>> Start Text excerpt

Here we can see that the positions of recruiters changed for the better i.e. they got promotions.

In [198]:
select_query = """
match (recruiter:Recruiter) -[worked:worked_at]-> (company:Company)
return worked.position, recruiter.name
order by recruiter.name, worked.from
"""

nodes = session.run(select_query)

# here we can see that the positions of recruiters changed for the better i.e. they got promotions
for n in nodes:
    print(n.data())


{'worked.position': 'Recruiting Greenhorn', 'recruiter.name': 'Dean'}
{'worked.position': 'Recruiting', 'recruiter.name': 'Dean'}
{'worked.position': 'Recruiting Officer', 'recruiter.name': 'Dean'}
{'worked.position': 'Recruiting Officer', 'recruiter.name': 'Franz'}
{'worked.position': 'Recruiting Manager', 'recruiter.name': 'Franz'}


### Get possible friend recommendations for users that worked_at the same company and aren't friends

In [196]:

select_query = """
match (person:Person) -[:worked_at]->(company:Company)
match (person2:Person) -[:worked_at]->(company)
where person <> person2
    and not (person) -[:is_friends_with]-> (person2)
    and not (person2) -[:is_friends_with]-> (person)
return distinct person, person2
order by person, person2
"""

nodes = session.run(select_query)

for n in nodes:
    print(n.data())

{'person': {'name': 'John'}, 'person2': {'name': 'Franz'}}
{'person': {'name': 'Dean'}, 'person2': {'name': 'Franz'}}
{'person': {'name': 'Sam'}, 'person2': {'name': 'Hans'}}
{'person': {'name': 'Franz'}, 'person2': {'name': 'John'}}
{'person': {'name': 'Franz'}, 'person2': {'name': 'Dean'}}
{'person': {'name': 'Hans'}, 'person2': {'name': 'Sam'}}


___

## Delete all nodes including their relationships

In [146]:
#Delete all nodes and relationships
delete_query = """
match (n) detach delete(n)
"""

session.run(delete_query)

<neo4j._sync.work.result.Result at 0x227eedd4b20>

>> End Text excerpt
>> Start Data extract

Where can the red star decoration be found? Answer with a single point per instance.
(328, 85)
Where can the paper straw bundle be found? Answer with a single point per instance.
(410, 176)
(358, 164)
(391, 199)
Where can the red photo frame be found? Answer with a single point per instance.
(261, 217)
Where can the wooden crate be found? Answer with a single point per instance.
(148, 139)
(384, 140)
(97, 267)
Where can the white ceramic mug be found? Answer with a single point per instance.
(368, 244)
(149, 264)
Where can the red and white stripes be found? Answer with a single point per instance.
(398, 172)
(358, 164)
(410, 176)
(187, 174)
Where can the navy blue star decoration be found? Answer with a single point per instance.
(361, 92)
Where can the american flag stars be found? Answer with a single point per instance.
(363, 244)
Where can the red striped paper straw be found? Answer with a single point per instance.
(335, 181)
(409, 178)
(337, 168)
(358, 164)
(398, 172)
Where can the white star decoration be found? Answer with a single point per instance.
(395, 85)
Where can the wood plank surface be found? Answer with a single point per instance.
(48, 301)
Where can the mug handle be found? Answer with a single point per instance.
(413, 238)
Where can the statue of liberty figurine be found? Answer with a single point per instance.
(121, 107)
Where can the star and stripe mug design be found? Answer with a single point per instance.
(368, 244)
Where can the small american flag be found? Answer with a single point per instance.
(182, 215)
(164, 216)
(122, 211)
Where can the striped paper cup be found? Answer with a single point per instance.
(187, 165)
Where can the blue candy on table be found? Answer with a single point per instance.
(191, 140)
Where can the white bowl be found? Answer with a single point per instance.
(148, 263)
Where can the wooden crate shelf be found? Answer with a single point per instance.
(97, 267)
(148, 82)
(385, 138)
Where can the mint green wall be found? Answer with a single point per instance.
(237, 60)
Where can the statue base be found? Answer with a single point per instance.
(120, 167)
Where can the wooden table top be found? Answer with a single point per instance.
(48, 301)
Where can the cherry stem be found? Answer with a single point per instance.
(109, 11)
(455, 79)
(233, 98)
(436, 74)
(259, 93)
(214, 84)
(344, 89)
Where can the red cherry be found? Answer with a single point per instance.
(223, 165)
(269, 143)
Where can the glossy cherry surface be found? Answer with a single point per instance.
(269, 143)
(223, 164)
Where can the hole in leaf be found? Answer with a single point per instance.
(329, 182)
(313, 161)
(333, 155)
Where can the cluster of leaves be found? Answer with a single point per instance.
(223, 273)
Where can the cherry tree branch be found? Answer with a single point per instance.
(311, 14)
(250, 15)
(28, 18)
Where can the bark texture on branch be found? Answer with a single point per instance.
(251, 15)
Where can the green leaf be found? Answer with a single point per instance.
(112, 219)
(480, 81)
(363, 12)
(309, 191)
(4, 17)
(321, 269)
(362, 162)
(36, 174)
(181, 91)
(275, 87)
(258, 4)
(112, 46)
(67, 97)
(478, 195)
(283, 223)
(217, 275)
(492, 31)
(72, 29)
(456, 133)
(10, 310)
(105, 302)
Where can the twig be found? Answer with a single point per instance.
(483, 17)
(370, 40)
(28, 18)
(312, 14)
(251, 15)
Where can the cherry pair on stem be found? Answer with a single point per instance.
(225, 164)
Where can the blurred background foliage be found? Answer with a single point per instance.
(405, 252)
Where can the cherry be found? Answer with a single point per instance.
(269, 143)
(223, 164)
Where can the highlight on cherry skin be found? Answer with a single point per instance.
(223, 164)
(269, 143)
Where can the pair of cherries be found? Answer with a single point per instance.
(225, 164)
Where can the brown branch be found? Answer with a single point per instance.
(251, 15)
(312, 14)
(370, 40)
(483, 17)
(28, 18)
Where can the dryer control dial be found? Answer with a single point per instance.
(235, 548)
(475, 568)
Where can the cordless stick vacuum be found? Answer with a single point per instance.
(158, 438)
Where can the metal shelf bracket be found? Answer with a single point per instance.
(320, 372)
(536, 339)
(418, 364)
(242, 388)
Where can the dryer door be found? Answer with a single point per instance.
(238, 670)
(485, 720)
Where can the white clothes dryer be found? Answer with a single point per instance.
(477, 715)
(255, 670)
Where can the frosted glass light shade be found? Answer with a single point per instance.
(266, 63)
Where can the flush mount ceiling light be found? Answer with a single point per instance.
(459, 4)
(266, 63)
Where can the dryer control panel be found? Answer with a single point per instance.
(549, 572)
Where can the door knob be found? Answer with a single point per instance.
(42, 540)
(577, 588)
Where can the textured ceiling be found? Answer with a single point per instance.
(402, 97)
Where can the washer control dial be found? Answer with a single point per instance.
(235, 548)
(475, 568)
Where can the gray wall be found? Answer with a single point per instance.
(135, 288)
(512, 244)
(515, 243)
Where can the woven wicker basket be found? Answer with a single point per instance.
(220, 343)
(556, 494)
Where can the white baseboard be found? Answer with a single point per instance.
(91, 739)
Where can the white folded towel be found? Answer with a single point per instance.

>> End Data extract

**Task brief:** Write out the passage of the notebook excerpt above from "match (person2:Person) -[:worked_at]->(company)" to "(person2) -[:is_friends_with]-> (person)", swapping "is_friends_with" for "knows" wherever it occurs.

**Response to this exercise:**
match (person2:Person) -[:worked_at]->(company)
where person <> person2
    and not (person) -[:knows]-> (person2)
    and not (person2) -[:knows]-> (person)